The silence from the rest of California’s Congressional delegation also flies in the face of popular support among voters for medical pot. Medical cannabis polls above 70 percent statewide, and about 46 percent of voters in 2010 favored legalizing pot outright for adult use via Prop 19. Yet the view from the Hill is bleak, said Filner, the only one among the cosigners of letter who agreed to an interview. “People are trying to stay out of it if they can,” Filner said.

Filner is running for mayor of San Diego this year, and his platform includes regulating medical marijuana locally. He’s running against San Diego County District Attorney Bonnie Dumanis, who has worked with federal agents to eradicate safe access in San Diego. “I think they misread the public on this stuff,” Filner said. “There is widespread support for medical marijuana.”

Filner said if he’s elected he will work to install reasonable regulations in San Diego and “force a more direct conflict, as it were, to make the administration rethink its position.

---+---

__Exercise prompt__
Reproduce the passage about Filner and medical marijuana in full, word for word.

__Given data__
---+---

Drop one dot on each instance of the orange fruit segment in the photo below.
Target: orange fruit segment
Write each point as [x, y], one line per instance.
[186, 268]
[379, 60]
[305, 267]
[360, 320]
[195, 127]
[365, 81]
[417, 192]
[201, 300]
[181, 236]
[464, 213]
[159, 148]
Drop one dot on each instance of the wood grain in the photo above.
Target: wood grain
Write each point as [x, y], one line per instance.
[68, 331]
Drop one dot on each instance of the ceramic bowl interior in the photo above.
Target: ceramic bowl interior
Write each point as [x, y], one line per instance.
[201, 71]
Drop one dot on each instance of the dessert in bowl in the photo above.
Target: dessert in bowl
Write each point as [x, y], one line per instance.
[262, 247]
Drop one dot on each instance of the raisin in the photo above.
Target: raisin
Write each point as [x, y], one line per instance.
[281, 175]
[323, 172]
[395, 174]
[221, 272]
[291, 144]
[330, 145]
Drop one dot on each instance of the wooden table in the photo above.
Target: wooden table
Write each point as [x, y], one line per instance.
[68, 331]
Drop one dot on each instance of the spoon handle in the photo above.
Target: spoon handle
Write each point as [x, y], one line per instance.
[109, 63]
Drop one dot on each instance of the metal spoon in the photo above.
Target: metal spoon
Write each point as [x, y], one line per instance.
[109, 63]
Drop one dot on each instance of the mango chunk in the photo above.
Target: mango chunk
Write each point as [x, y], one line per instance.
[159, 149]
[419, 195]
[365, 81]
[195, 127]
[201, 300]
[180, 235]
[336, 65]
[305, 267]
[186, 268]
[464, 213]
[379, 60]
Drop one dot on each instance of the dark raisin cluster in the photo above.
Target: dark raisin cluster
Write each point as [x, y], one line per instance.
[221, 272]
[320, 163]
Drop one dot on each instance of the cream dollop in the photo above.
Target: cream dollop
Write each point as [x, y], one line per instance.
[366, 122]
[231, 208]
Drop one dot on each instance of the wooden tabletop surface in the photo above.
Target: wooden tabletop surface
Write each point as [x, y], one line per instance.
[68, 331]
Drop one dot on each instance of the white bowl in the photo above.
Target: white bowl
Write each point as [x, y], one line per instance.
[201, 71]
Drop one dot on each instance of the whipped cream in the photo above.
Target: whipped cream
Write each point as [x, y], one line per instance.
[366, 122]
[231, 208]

---+---

__Expected output__
The silence from the rest of California’s Congressional delegation also flies in the face of popular support among voters for medical pot. Medical cannabis polls above 70 percent statewide, and about 46 percent of voters in 2010 favored legalizing pot outright for adult use via Prop 19. Yet the view from the Hill is bleak, said Filner, the only one among the cosigners of letter who agreed to an interview. “People are trying to stay out of it if they can,” Filner said.

Filner is running for mayor of San Diego this year, and his platform includes regulating medical marijuana locally. He’s running against San Diego County District Attorney Bonnie Dumanis, who has worked with federal agents to eradicate safe access in San Diego. “I think they misread the public on this stuff,” Filner said. “There is widespread support for medical marijuana.”

Filner said if he’s elected he will work to install reasonable regulations in San Diego and “force a more direct conflict, as it were, to make the administration rethink its position.